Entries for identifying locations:
————————

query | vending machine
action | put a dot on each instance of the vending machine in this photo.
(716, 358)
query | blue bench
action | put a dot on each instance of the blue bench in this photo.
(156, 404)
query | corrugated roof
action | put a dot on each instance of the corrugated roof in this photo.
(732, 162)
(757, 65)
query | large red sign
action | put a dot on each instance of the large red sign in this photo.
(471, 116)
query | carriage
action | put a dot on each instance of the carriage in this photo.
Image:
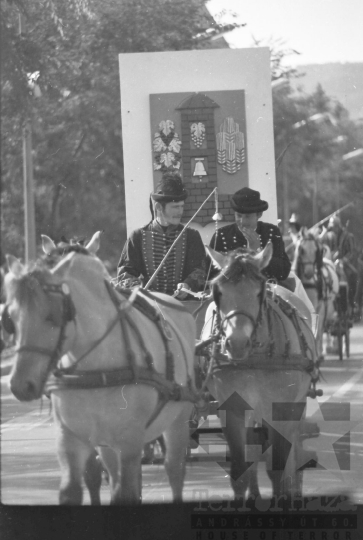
(258, 361)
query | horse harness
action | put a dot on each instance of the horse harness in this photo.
(68, 315)
(271, 304)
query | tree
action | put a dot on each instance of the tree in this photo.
(77, 139)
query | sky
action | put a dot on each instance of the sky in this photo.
(322, 31)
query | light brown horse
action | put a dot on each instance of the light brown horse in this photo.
(319, 278)
(262, 379)
(122, 374)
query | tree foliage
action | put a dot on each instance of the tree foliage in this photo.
(76, 123)
(312, 133)
(70, 49)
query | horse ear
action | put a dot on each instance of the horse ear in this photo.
(218, 259)
(47, 244)
(263, 258)
(14, 265)
(94, 244)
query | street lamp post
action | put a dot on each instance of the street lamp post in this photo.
(28, 183)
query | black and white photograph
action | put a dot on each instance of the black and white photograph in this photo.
(181, 269)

————————

(GOAL):
Reproduce every one of the lines above word for word, leaving the pictures out of your answer.

(FINISHED ANSWER):
query | vending machine
action | put a dot on each instance of the vending machine in this photo.
(716, 358)
query | blue bench
action | put a dot on each instance of the blue bench in this photo.
(156, 404)
query | corrugated roof
action | put a dot on each instance of the corrugated roof in this photo.
(732, 162)
(757, 65)
query | large red sign
action | put a dot on each instance of the large red sign in this photo.
(471, 116)
query | carriage
action | put a dot on each instance of the carriage in this photo.
Image:
(258, 361)
query | horse harness
action | put a dot on each instance of the horse harness in this photo.
(68, 315)
(271, 304)
query | tree
action | put a dot on each instance of the tree in this photo.
(77, 139)
query | sky
action | put a dot on each instance of the sky in this photo.
(322, 31)
query | light brown horse
action | put a dot on each instance of the light brown horse in this photo.
(319, 278)
(262, 379)
(122, 374)
query | tree foliage
action | put a dot on each instance of the tree foliage in this photo.
(76, 123)
(312, 133)
(70, 49)
query | horse ear
action | put a dot on each instance of the horse ear in this photo.
(218, 259)
(47, 244)
(263, 258)
(14, 265)
(94, 244)
query | street lamp post
action | put a dot on each instance of the street lamp post in this photo.
(28, 183)
query | black and white photograph
action | put a dot on each instance of the black and white photograph in this photo.
(181, 269)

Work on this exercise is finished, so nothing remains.